→ AIM
Return each line of the listing below that contains the word "chair", treating uppercase and lowercase letters as different.

-- Start THE RECORDS --

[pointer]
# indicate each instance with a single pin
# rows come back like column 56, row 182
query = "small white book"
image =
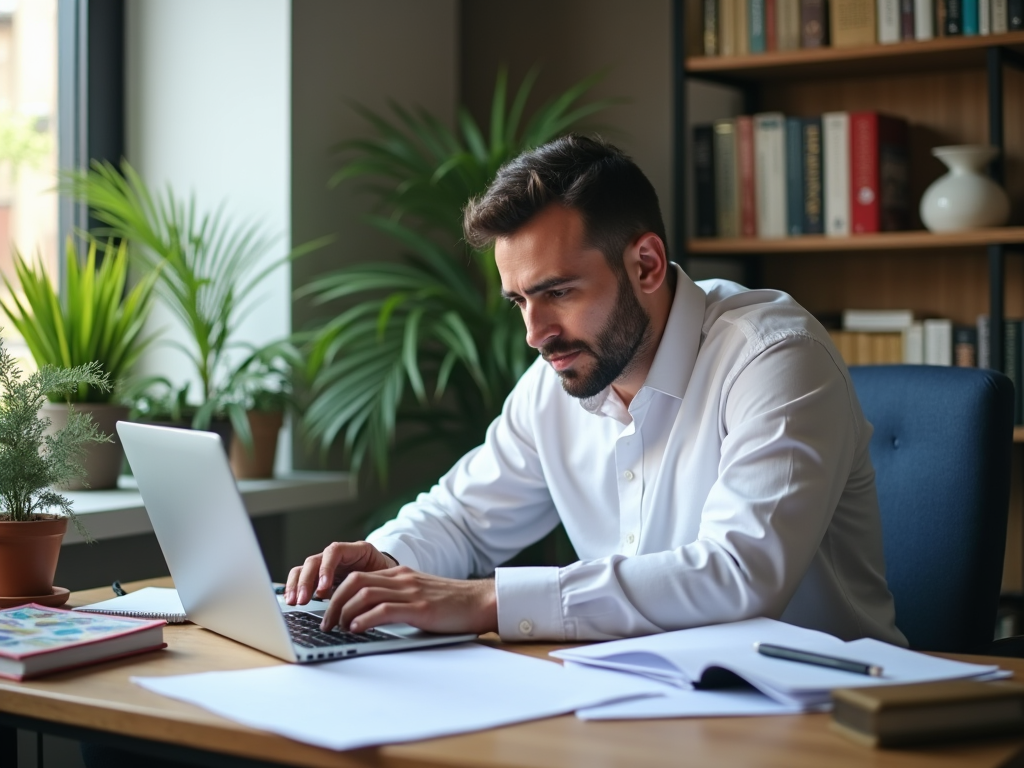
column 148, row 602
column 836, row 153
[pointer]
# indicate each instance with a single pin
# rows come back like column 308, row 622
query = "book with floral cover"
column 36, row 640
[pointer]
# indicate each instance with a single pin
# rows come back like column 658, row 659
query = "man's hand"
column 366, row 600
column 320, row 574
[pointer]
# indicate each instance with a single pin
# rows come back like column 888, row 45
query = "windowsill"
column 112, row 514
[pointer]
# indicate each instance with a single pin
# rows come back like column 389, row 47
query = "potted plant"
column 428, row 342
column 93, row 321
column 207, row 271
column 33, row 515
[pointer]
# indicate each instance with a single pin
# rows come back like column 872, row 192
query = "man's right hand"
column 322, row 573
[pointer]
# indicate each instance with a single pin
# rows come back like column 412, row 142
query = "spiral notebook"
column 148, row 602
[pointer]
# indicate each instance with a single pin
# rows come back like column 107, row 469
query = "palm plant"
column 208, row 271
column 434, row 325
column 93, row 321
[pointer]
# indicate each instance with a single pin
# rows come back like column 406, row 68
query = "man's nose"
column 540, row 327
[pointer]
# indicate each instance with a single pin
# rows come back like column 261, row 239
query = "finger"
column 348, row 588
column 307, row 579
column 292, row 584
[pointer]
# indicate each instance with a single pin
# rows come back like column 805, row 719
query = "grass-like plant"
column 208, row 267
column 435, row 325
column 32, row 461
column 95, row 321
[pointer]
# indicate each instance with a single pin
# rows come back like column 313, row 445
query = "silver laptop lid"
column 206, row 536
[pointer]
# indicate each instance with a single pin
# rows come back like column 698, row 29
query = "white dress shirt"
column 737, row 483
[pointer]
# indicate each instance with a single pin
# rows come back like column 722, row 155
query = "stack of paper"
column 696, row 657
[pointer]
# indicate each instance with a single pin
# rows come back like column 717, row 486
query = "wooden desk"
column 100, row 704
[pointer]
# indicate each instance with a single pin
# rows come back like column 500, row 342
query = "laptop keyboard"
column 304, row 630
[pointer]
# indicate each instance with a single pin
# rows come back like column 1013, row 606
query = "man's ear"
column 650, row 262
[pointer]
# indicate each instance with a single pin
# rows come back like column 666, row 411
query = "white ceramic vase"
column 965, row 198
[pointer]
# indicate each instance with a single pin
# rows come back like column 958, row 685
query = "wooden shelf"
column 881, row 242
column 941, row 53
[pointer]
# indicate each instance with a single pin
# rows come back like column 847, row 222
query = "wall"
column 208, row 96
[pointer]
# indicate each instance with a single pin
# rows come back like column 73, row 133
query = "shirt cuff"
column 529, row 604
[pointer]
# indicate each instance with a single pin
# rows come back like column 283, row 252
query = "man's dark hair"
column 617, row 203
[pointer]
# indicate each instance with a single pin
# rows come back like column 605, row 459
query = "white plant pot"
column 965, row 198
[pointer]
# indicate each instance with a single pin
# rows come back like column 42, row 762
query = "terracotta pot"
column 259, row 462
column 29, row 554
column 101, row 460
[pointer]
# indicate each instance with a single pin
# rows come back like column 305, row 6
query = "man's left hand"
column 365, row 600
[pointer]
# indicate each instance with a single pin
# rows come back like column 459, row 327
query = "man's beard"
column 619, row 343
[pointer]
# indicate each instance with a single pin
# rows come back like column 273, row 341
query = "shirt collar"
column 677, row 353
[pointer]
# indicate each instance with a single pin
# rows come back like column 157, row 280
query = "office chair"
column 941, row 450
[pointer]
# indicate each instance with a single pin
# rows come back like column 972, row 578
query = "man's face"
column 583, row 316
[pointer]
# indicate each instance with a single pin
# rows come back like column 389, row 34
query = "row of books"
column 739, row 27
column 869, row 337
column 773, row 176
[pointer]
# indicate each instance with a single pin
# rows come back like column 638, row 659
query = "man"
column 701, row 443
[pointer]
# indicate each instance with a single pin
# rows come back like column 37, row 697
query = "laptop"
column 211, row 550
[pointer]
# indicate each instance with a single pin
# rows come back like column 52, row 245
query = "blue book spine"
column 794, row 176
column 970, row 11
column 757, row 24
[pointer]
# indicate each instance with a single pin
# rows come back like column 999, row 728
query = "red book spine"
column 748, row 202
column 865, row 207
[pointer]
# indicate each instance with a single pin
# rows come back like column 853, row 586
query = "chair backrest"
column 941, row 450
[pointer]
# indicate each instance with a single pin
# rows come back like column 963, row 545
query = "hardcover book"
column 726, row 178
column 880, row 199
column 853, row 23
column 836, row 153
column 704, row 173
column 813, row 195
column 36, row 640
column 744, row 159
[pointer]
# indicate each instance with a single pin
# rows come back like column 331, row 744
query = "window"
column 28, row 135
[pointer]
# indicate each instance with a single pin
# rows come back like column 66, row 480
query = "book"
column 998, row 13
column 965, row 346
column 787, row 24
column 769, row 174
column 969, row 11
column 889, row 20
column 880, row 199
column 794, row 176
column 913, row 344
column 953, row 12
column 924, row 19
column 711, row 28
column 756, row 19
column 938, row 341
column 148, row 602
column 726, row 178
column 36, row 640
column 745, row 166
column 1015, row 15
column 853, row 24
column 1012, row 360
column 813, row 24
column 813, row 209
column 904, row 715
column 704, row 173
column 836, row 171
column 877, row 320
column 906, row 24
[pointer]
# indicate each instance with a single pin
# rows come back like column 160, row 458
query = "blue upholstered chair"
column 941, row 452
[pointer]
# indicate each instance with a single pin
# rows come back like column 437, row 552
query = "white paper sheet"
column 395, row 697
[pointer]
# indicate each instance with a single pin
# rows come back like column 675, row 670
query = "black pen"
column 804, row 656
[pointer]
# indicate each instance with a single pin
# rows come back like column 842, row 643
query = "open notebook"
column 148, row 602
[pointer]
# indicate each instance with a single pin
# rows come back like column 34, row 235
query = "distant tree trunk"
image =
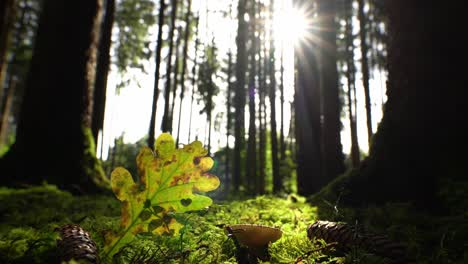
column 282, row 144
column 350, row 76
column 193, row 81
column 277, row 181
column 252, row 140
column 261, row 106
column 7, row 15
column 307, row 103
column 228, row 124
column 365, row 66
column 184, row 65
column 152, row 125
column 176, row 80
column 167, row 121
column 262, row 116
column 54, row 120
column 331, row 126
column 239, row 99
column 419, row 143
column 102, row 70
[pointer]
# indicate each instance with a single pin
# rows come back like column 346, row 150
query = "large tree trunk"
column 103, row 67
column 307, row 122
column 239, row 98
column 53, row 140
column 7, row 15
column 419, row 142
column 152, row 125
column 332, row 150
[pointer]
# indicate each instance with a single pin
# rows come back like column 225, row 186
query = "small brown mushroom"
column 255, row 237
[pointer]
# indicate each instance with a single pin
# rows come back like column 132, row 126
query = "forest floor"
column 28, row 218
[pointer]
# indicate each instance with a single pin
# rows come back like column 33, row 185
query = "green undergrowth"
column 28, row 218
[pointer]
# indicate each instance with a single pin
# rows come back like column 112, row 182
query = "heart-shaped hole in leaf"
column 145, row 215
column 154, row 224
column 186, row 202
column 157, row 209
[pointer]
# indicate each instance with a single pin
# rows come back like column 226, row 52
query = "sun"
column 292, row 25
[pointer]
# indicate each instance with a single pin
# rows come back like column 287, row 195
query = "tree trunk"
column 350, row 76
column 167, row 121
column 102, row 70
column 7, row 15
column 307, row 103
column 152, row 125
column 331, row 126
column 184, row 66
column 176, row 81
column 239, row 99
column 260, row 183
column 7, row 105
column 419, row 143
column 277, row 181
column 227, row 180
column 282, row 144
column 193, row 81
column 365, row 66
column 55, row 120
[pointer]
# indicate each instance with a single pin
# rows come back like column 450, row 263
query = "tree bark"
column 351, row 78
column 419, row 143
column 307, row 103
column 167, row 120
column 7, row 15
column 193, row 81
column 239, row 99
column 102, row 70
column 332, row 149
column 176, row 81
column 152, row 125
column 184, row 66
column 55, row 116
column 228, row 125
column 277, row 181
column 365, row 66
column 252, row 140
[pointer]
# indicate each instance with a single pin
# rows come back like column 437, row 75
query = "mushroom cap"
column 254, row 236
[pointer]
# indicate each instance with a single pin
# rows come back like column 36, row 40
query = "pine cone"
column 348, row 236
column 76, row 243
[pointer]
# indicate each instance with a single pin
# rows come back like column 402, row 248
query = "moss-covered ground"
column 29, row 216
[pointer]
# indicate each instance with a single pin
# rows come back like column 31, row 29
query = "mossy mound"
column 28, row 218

-- End THE RECORDS --
-- Start THE RECORDS --

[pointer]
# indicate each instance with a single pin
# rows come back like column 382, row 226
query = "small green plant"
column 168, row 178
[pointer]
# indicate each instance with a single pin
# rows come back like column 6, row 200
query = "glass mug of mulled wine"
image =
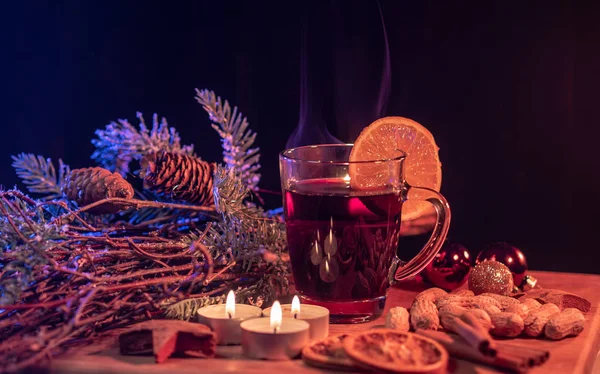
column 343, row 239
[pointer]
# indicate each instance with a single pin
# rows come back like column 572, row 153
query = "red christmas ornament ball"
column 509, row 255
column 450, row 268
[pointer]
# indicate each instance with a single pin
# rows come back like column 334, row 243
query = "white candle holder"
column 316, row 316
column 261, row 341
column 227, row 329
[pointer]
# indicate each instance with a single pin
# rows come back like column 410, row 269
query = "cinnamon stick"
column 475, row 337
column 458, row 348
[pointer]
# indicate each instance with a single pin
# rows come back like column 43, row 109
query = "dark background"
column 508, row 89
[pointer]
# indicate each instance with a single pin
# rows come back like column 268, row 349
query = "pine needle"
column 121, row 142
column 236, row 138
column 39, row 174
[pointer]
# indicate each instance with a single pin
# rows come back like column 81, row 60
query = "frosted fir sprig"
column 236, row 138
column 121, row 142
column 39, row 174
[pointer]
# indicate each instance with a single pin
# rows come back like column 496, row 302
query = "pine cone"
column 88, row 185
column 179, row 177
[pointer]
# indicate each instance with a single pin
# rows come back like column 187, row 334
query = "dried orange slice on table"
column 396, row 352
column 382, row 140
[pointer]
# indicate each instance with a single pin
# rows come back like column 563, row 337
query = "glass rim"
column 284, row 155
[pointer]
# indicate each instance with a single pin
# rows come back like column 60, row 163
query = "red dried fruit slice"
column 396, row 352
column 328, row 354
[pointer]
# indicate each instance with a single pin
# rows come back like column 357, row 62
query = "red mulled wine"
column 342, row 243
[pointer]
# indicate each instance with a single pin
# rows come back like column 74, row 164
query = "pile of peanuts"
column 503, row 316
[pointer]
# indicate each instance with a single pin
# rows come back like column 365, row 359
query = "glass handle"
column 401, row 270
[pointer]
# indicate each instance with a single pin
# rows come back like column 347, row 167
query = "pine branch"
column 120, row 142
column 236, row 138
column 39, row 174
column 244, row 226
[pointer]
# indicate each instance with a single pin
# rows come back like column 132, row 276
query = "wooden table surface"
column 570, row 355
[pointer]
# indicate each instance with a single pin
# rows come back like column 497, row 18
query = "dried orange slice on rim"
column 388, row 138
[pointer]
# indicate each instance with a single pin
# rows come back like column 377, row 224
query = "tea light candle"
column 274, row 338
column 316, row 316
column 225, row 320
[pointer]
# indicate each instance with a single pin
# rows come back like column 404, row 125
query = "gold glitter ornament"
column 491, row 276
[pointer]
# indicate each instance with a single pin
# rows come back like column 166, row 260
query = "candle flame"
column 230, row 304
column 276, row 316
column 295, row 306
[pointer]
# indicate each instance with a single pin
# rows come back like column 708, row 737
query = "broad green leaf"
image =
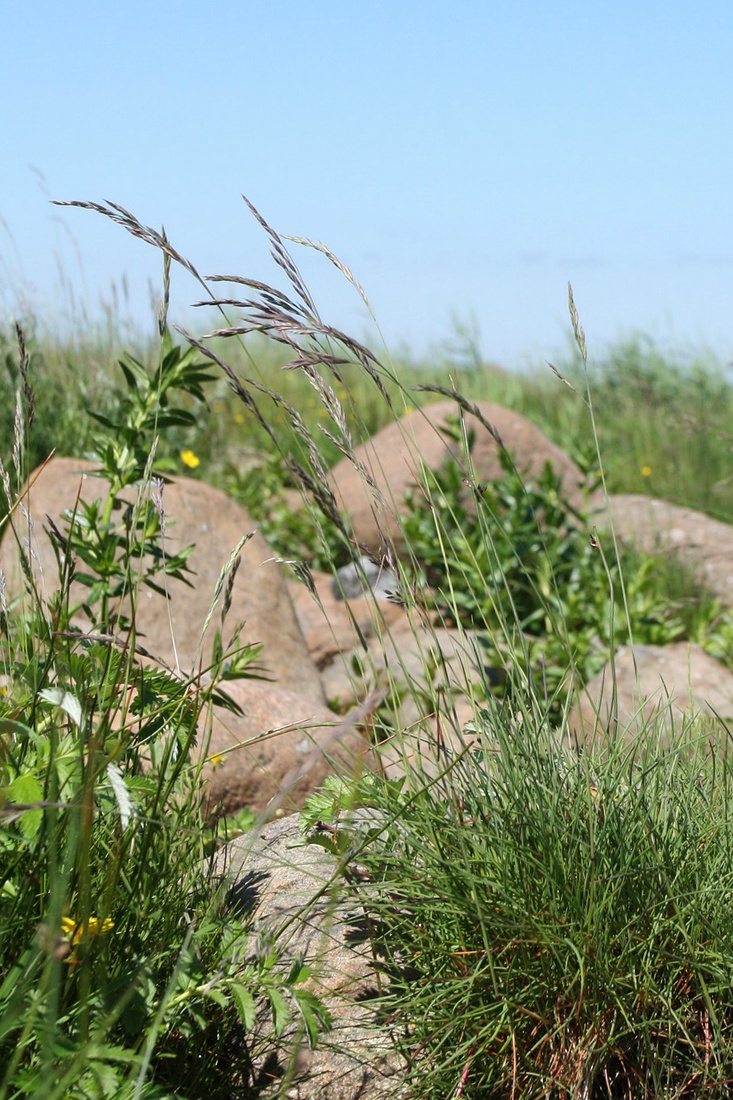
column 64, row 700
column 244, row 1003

-- End THE RECORDS --
-- Start THE RECORDS --

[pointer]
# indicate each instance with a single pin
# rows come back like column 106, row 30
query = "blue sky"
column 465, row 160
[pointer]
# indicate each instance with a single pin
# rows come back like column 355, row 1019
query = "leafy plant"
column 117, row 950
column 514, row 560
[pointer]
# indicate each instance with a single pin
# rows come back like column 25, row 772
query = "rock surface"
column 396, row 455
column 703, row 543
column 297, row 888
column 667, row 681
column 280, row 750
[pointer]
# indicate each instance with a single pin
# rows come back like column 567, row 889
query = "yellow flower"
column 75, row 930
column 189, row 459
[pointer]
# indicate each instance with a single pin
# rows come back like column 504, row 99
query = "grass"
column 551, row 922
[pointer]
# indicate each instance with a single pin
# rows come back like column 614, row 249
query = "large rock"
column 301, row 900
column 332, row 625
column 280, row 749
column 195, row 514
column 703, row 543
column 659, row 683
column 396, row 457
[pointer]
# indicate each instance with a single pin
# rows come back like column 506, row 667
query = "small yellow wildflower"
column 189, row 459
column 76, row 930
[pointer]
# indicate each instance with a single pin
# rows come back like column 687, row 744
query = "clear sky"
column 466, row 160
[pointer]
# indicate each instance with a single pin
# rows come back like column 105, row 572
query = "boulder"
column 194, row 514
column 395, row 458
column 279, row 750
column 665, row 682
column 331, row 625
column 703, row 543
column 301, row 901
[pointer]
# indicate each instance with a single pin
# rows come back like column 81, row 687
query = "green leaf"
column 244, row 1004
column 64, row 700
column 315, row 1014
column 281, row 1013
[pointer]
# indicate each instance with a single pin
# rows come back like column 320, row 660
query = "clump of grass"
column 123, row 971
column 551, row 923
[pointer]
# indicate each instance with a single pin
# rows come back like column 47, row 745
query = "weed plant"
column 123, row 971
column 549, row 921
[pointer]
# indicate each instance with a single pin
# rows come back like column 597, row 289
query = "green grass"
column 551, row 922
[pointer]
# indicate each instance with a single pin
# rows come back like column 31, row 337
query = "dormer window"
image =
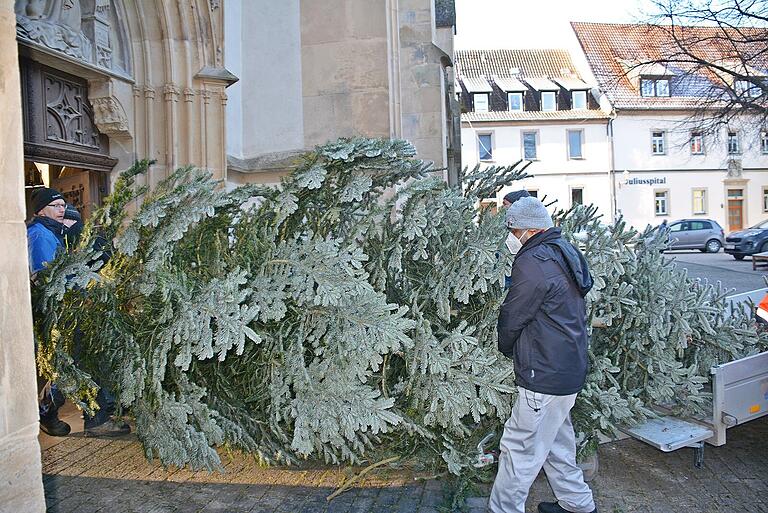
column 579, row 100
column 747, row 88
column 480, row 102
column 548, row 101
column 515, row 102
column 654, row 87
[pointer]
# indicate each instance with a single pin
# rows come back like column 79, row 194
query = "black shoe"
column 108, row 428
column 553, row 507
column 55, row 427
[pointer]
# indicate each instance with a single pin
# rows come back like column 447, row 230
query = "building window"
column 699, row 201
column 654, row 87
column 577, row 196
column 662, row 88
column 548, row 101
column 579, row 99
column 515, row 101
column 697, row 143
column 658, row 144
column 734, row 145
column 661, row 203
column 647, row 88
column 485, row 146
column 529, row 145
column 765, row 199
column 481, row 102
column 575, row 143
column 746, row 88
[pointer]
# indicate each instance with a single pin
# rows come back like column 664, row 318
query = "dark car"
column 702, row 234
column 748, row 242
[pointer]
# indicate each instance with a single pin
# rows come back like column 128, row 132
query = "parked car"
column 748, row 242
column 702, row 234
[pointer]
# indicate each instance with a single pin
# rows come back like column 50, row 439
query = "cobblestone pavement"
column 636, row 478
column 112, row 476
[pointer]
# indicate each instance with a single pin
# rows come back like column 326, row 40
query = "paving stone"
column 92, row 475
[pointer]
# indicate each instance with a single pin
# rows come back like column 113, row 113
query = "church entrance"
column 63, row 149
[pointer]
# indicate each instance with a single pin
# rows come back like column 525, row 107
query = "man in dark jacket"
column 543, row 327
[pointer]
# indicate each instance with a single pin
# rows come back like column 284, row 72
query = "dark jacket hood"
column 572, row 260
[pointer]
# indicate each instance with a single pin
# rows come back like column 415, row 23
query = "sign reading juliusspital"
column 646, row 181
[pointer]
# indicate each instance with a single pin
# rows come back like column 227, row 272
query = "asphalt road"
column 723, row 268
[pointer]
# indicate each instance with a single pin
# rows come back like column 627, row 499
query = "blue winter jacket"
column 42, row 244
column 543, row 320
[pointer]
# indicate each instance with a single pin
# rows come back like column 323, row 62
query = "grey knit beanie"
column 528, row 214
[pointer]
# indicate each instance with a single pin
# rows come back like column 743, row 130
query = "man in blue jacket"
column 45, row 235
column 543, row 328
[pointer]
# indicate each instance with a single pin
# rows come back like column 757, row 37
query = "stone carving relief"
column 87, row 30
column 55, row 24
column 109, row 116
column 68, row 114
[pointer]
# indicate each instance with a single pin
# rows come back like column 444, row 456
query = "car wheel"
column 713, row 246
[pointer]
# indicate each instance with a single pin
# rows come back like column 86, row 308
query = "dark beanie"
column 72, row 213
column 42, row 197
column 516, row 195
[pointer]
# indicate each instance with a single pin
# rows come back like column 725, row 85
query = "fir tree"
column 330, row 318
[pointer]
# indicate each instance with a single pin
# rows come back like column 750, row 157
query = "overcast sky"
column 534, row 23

-- End THE RECORDS --

→ SOLUTION
query = "office chair"
query = "chair backrest"
query = "blue upholstered chair"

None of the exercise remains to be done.